Task material: Begin

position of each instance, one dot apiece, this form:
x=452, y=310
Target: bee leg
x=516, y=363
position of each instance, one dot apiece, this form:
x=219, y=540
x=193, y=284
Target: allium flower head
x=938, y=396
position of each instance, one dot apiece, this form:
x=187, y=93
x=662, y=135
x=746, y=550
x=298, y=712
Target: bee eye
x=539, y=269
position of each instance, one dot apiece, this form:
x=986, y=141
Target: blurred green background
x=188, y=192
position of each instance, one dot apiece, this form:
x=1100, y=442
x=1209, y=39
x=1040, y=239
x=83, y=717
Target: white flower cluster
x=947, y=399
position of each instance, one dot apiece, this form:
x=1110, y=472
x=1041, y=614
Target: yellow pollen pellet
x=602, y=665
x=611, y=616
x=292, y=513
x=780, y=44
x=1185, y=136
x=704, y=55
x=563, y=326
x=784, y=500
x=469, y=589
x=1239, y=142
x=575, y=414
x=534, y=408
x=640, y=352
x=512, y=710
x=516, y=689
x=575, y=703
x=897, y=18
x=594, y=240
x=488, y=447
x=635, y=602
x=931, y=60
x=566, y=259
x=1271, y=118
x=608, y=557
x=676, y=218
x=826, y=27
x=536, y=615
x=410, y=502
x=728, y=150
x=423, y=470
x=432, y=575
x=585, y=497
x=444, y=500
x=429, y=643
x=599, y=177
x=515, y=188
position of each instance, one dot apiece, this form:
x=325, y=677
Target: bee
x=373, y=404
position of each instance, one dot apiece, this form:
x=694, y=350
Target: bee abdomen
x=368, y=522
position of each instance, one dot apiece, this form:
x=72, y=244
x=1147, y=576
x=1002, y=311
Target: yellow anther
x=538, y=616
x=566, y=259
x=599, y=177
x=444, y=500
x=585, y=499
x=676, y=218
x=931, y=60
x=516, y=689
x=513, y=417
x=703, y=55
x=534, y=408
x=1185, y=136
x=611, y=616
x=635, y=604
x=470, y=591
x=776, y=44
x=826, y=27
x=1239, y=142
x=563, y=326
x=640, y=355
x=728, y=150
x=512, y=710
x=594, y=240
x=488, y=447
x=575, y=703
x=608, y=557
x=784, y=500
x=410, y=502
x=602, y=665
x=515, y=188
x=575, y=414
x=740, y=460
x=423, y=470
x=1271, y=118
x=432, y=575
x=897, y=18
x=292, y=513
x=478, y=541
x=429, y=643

Task material: End
Task material: Begin

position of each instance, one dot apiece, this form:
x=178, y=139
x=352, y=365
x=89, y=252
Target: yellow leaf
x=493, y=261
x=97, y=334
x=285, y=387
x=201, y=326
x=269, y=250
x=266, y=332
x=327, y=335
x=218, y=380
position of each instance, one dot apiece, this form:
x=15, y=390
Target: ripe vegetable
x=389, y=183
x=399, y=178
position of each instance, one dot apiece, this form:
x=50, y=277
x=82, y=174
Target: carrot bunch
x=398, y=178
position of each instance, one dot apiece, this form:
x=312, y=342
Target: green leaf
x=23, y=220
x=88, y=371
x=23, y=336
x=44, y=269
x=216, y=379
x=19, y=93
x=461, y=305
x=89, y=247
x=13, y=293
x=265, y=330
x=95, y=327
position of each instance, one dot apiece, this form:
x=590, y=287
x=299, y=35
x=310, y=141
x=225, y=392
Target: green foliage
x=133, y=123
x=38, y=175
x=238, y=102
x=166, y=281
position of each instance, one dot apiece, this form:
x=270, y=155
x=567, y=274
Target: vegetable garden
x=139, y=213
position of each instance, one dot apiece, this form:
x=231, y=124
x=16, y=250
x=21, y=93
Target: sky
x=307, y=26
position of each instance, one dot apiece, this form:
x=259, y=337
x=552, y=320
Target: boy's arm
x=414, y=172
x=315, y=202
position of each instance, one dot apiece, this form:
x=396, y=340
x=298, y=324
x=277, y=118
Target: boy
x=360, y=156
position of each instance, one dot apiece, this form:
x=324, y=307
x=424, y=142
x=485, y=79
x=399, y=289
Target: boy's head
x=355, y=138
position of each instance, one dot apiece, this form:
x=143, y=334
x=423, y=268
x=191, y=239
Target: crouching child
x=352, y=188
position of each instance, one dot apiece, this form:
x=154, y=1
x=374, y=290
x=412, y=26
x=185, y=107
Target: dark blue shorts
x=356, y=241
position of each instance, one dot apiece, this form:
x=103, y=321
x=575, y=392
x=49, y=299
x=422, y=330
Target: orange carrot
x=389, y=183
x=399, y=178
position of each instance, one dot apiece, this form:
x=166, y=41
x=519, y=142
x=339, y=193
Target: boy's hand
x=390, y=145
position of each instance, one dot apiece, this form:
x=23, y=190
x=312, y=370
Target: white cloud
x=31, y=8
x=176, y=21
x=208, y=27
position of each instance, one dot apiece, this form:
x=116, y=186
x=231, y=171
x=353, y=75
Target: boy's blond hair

Task material: End

All lines above from the one with "Target: boy's arm" to the one with "Target: boy's blond hair", inclusive, should be copied exactly, and no other lines.

### Solution for this problem:
Target: boy's arm
x=414, y=172
x=315, y=202
position of each instance, one dot apiece, this form:
x=396, y=340
x=298, y=324
x=277, y=118
Target: boy
x=360, y=156
position of each instance, one dot apiece, this form:
x=324, y=307
x=424, y=142
x=485, y=79
x=399, y=289
Target: boy's head
x=355, y=138
position of each instance, one dot apiece, this form:
x=143, y=334
x=423, y=268
x=191, y=239
Target: crouching child
x=352, y=188
position of each instance, one dot apiece, this form:
x=154, y=1
x=374, y=290
x=412, y=26
x=185, y=107
Target: dark blue shorts
x=356, y=241
position of each instance, one dot apiece, this form:
x=103, y=321
x=575, y=392
x=49, y=299
x=422, y=330
Target: orange carrot
x=389, y=183
x=399, y=178
position of each instance, one dot apiece, this form:
x=166, y=41
x=519, y=142
x=339, y=193
Target: boy's hand
x=390, y=145
position of each instance, one dot apiece, this form:
x=23, y=190
x=312, y=370
Target: white cloud
x=31, y=8
x=176, y=21
x=208, y=27
position of each instance, one dot apiece, this form:
x=116, y=186
x=231, y=171
x=353, y=75
Target: boy's blond hair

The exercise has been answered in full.